**Description of the task**
Only the lines from the one containing "one per line" through the end of the data below are to be repeated, exactly as given, without pictures.

**Records for the exercise**
%%

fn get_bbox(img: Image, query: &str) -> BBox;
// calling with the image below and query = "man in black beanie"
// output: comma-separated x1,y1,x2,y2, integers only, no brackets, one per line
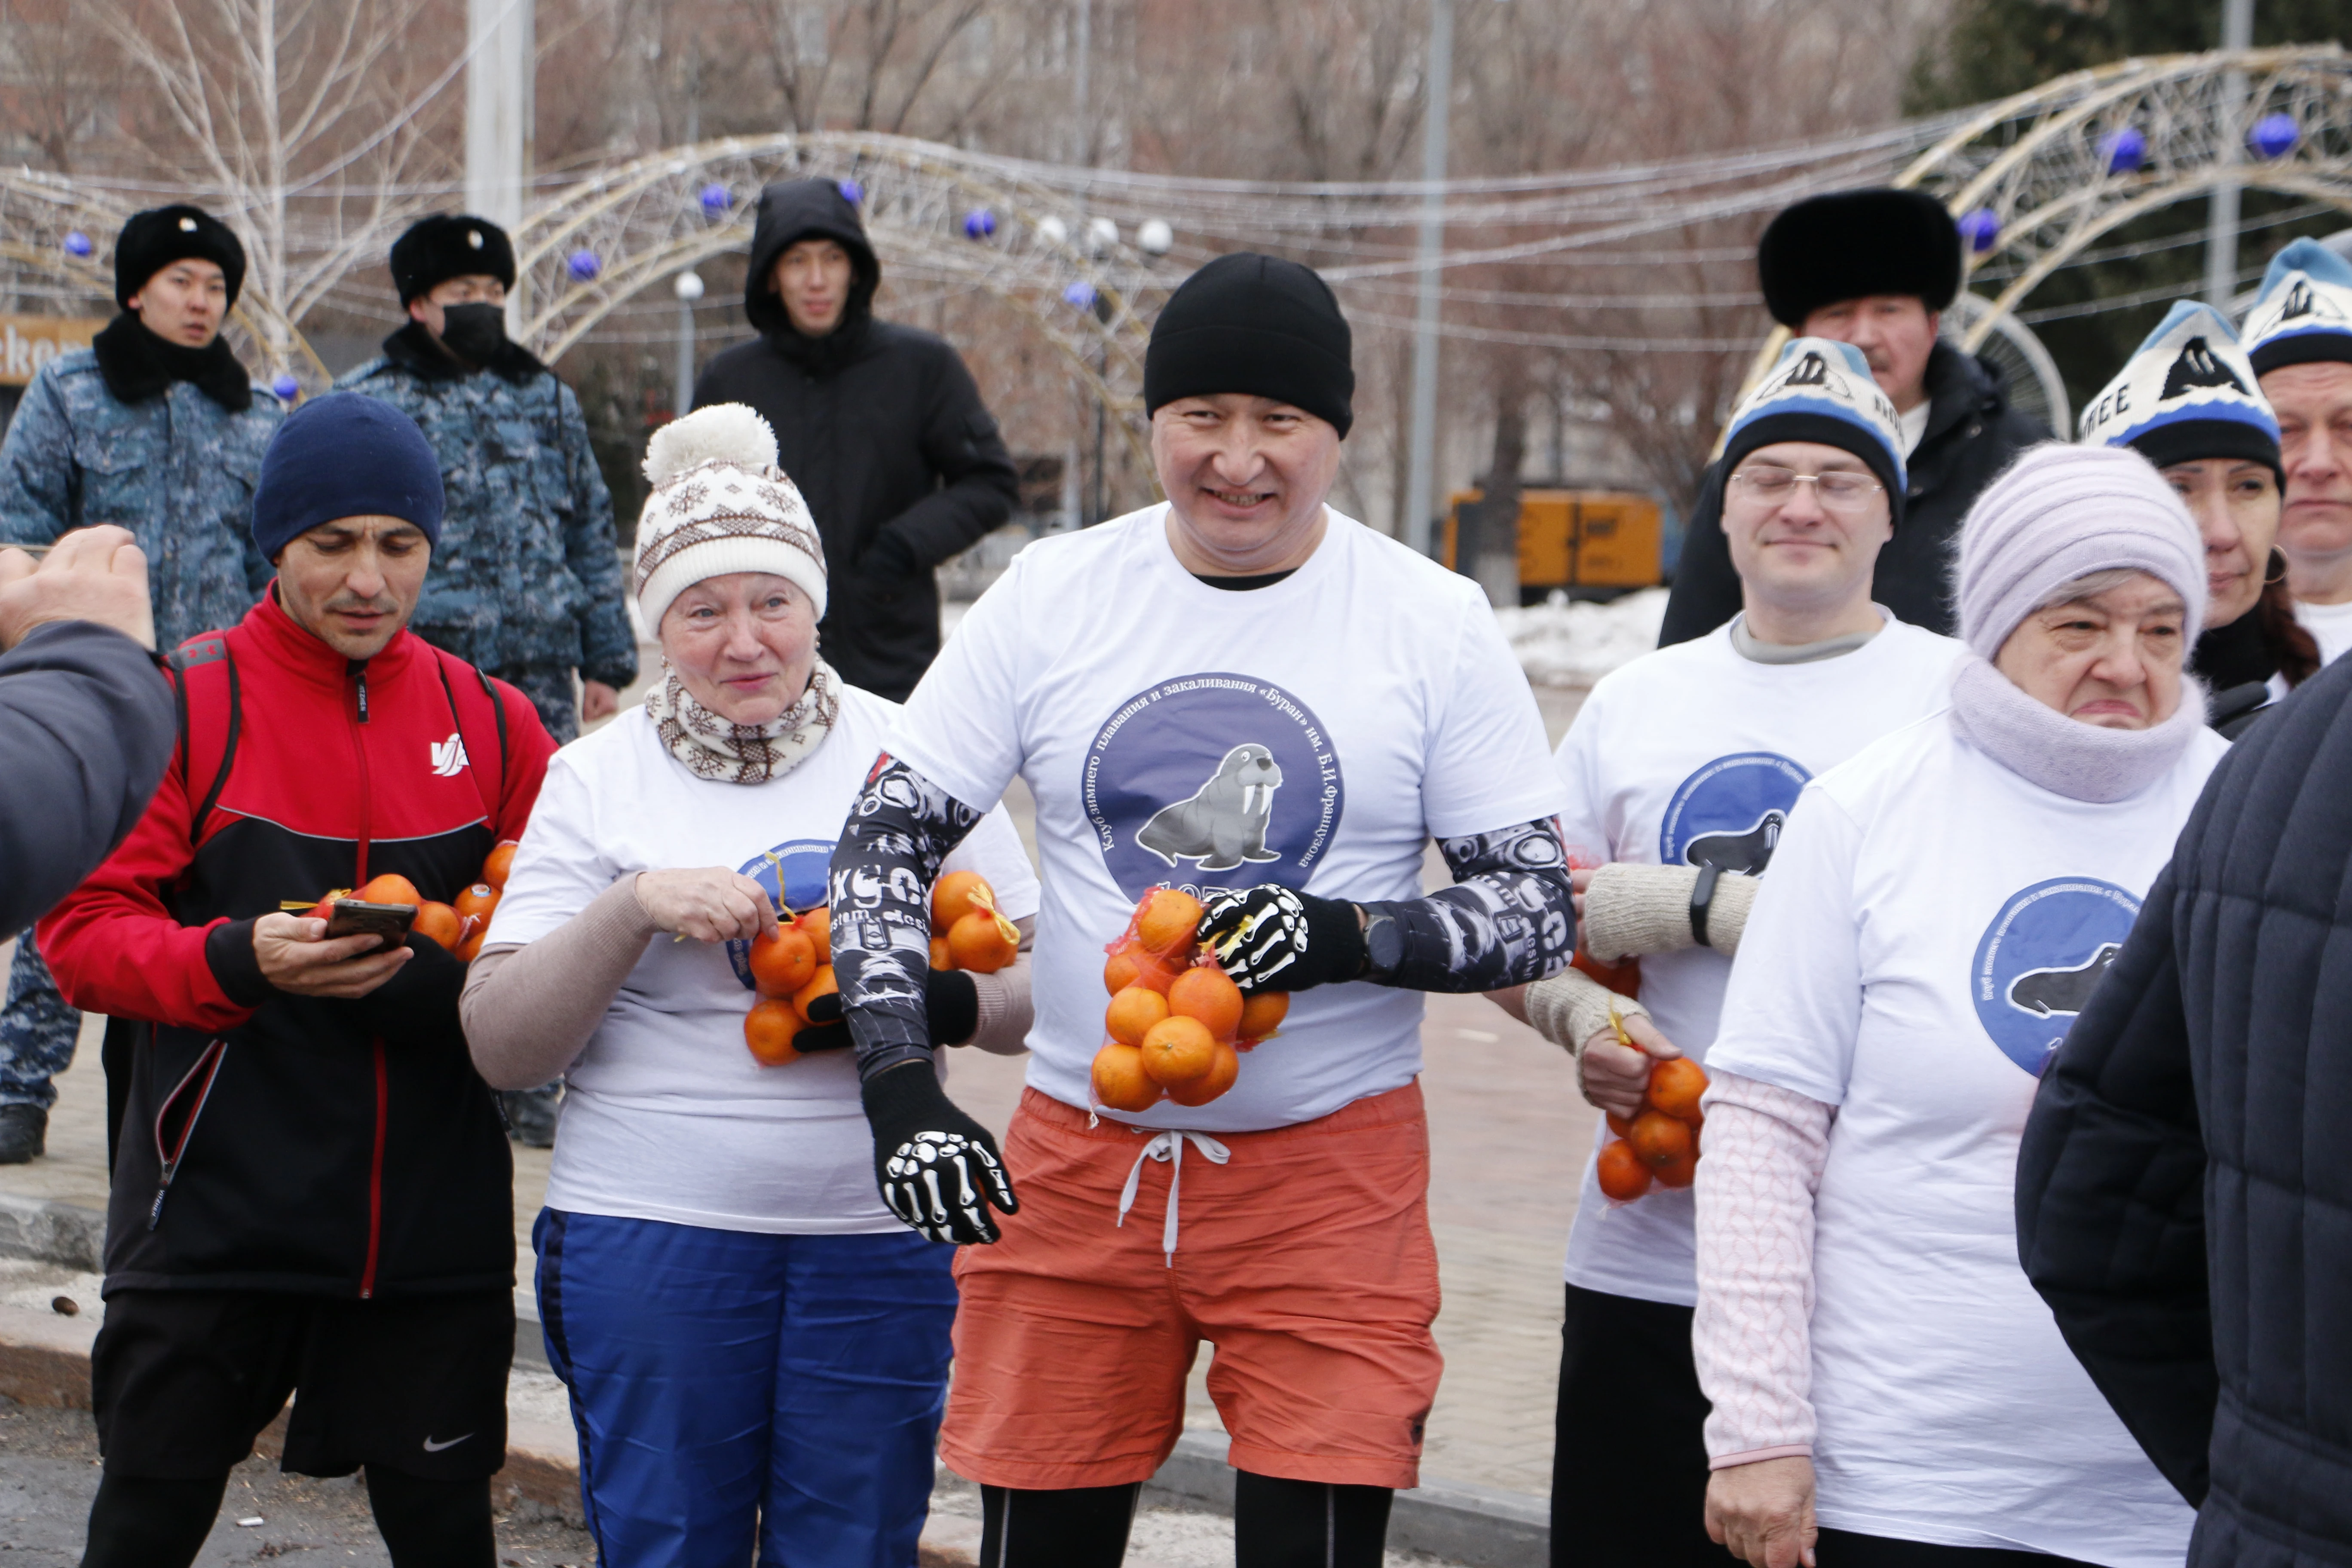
0,203,282,1166
826,250,1575,1568
692,176,1017,700
1659,187,2047,644
339,212,636,1145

%%

**Output for this exercise**
// output: comma-separated x1,y1,x2,y2, integers only, no brackets, one per line
0,203,282,1166
826,250,1575,1568
692,176,1017,700
1659,187,2047,644
339,212,636,1145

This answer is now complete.